Text:
========================================================================

What is “The Tide Pod Challenge?” There are plenty of challenges on the Internet but none more dangerous or unnecessary than the most recent “Tide Pod Challenge.” Are people really eating Tide pods?! We have everything you need to know about this strange (and dangerous) Internet trend—and why you definitely shouldn’t be doing it.
What is “The Tide Pod Challenge?”
“The Tide Pod Challenge” has struck social media and involves people (mainly teens) who have been deliberately ingesting Tide capsules. Why? That’s our question! Apparently, it is a trend that is gaining steam, where willing individuals are dared to eat them and later spit them out to gain views on social media. However, many have been getting sick from swallowing them!
“A lot of people were just saying how stupid I was or how — why would I be willing to do that?” 19-year-old Marc Pagan, who said he was dared to do the challenge, told CBS News last week. “No one should be putting anything like that in their mouths, you know?” (Hmm…You think!?)
“The Tide Pod Challenge” Risks
According to The Washington Post, there have been eight Tide-related deaths reported since 2012, but they were for children ages 5 and under. The warning labels on the box are normally meant for children, but since the trend has been catching on, the company has been forced to issue further warnings for teens and older!
Tide’s Parent company, Procter & Gamble said in a statement that they are “deeply concerned about conversations related to intentional and improper use of liquid laundry pacs.”
“Laundry pacs are made to clean clothes,” said Proctor & Gamble spokeswoman, Petra Renck. “They should not be played with, whatever the circumstance, even if meant as a joke. Like all household cleaning products, they must be used properly and stored safely.”
In response to headlines related to the Tide Pod Challenge deaths and injuries, the company released a public announcement on social media, which featured New England Patriots‘ Rob Gronkowski warning people about laundry packets.
“What should Tide PODs be used for? DOING LAUNDRY. Nothing else,” the company said on social media. “Eating a Tide POD is a BAD IDEA, and we asked our friend @robgronkowski to help explain. [sic]”

========================================================================

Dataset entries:
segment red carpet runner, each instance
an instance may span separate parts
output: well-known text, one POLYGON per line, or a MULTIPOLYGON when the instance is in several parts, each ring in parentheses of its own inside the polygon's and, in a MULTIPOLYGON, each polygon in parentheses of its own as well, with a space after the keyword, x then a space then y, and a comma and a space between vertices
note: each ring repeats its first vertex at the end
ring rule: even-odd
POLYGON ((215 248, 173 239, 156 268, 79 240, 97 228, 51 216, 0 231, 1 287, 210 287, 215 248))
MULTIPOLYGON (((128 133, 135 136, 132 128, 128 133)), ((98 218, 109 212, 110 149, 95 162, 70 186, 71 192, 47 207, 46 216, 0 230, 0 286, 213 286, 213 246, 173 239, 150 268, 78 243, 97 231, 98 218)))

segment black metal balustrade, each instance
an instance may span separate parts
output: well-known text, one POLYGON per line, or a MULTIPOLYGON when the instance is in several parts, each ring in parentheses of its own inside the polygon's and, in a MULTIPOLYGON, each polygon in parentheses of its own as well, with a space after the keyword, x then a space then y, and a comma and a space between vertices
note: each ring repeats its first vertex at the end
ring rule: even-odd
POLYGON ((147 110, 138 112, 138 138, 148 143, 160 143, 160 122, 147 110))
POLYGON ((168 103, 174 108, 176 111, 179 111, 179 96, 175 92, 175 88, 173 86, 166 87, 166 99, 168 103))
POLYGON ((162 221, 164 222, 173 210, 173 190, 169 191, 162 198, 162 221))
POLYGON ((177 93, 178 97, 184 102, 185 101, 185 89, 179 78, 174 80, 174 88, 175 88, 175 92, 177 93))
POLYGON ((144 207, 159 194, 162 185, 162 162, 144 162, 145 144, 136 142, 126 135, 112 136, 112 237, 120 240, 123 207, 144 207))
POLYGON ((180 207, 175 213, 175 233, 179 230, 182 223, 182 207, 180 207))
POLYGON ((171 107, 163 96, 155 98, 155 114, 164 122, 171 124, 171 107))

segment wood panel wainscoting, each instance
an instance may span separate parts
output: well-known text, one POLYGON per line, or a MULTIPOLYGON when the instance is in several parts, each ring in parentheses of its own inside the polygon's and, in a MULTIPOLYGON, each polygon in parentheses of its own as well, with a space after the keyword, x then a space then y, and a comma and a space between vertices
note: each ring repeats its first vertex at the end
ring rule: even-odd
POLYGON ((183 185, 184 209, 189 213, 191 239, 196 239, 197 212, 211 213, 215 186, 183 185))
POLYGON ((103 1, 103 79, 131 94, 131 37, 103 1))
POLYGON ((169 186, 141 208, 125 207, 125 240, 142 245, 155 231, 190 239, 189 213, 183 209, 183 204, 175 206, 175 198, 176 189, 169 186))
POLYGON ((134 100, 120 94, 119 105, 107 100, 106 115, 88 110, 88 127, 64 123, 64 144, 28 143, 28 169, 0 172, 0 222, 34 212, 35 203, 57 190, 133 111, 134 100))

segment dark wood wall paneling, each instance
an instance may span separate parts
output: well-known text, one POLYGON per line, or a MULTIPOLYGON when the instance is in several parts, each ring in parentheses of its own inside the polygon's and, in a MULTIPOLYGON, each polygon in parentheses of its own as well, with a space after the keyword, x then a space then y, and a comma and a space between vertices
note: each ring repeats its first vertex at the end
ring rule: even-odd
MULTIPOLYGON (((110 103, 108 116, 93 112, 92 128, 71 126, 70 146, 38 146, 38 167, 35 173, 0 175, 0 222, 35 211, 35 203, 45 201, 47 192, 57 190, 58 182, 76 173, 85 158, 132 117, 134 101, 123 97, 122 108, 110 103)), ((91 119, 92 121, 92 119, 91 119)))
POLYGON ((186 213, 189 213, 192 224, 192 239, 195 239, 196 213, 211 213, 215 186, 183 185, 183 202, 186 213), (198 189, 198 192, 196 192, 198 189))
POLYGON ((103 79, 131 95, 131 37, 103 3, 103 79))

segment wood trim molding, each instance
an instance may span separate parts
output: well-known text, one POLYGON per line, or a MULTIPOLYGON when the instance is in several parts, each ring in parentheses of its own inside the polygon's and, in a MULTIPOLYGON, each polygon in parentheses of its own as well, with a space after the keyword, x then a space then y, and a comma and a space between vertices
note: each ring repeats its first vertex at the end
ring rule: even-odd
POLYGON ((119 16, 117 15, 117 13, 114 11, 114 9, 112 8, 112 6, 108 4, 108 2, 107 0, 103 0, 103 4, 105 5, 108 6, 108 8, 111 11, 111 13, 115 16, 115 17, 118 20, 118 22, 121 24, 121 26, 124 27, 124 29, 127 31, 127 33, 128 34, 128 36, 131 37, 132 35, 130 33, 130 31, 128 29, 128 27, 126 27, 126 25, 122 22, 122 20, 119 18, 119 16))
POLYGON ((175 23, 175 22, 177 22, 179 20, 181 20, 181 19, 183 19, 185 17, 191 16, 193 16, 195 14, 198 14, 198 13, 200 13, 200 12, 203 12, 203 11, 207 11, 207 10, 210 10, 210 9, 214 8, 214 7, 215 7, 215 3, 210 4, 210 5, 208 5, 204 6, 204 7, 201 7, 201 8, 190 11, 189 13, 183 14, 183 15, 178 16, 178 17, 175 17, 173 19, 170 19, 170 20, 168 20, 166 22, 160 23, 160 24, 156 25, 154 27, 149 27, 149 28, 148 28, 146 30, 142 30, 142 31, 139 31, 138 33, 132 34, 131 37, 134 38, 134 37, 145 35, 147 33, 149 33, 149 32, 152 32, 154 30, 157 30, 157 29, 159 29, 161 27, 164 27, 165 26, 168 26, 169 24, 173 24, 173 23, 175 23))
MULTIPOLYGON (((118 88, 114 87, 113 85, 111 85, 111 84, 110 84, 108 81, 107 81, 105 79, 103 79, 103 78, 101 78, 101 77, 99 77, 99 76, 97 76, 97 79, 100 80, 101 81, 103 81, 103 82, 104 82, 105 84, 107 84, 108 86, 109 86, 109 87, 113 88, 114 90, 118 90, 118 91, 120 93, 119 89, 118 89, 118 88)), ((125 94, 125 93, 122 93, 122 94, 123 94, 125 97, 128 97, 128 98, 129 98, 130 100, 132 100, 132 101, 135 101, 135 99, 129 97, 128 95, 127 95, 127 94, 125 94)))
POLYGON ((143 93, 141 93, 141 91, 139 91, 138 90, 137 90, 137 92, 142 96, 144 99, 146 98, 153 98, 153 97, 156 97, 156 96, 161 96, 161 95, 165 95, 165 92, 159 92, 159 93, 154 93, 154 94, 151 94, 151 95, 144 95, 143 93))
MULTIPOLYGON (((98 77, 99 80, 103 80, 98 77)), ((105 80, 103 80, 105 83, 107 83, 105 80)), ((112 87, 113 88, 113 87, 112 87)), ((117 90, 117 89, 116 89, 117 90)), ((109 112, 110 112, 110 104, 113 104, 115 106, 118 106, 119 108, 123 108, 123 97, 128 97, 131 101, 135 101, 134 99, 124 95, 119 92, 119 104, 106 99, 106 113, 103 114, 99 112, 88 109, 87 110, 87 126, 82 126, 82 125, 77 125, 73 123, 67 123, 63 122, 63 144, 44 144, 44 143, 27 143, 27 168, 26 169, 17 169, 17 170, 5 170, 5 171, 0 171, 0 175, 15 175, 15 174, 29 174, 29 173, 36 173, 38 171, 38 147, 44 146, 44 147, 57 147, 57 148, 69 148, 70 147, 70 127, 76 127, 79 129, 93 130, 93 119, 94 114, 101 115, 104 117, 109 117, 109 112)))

========================================================================

Problems to work on:
[1] Repeat the passage of the Tide Pod Challenge article from "In response to" up to and including "about laundry packets.".
[2] Shorten the paragraph of the Tide Pod Challenge article that begins "According to The Washington Post", keeping its main facts.
[3] Take the Tide Pod Challenge article further, writing on from its final sentence.

Per-task answers:
[1]
In response to headlines related to the Tide Pod Challenge deaths and injuries, the company released a public announcement on social media, which featured New England Patriots‘ Rob Gronkowski warning people about laundry packets.

[2] The Washington Post reports eight Tide-related deaths since 2012, all among children ages 5 and under. The box warnings usually target children, but the spreading trend has forced the company to issue further warnings for teens and older.

[3]
Doctors caution that putting the Tide pods in your mouth could result in burns and they can also be poisonous. The laundry detergent already comes in a child-resistant pack but there’s nothing to stop teens and adults form intentionally consuming them.
According to the U.S. Consumer Product Safety Commission, putting the pods in your mouth could cause them to dissolve and release a high amount of toxins in the body.
“CPSC has received more than 500 reports of incidents involving children and adults and is working with manufacturers of the liquid laundry packets to prevent additional ingestions and eye injuries,” said Chairman Tenenbaum.
He added, “CPSC is encouraged that the manufacturers of laundry packets are developing improved warning labels, making their product packaging less attractive to children, and have committed to implement a comprehensive multi-year consumer awareness campaign. However, CPSC seeks additional design changes to all types of packages containing laundry packets that will make individual packets less accessible to children.”
For detergent exposure or illness, call the national poison hotline at 1-800-222-1222 or text POISON to 797979 to save the number on your phone.
It’s not something we thought we’d have to advise to adults, but please, stop eating the Tide pods!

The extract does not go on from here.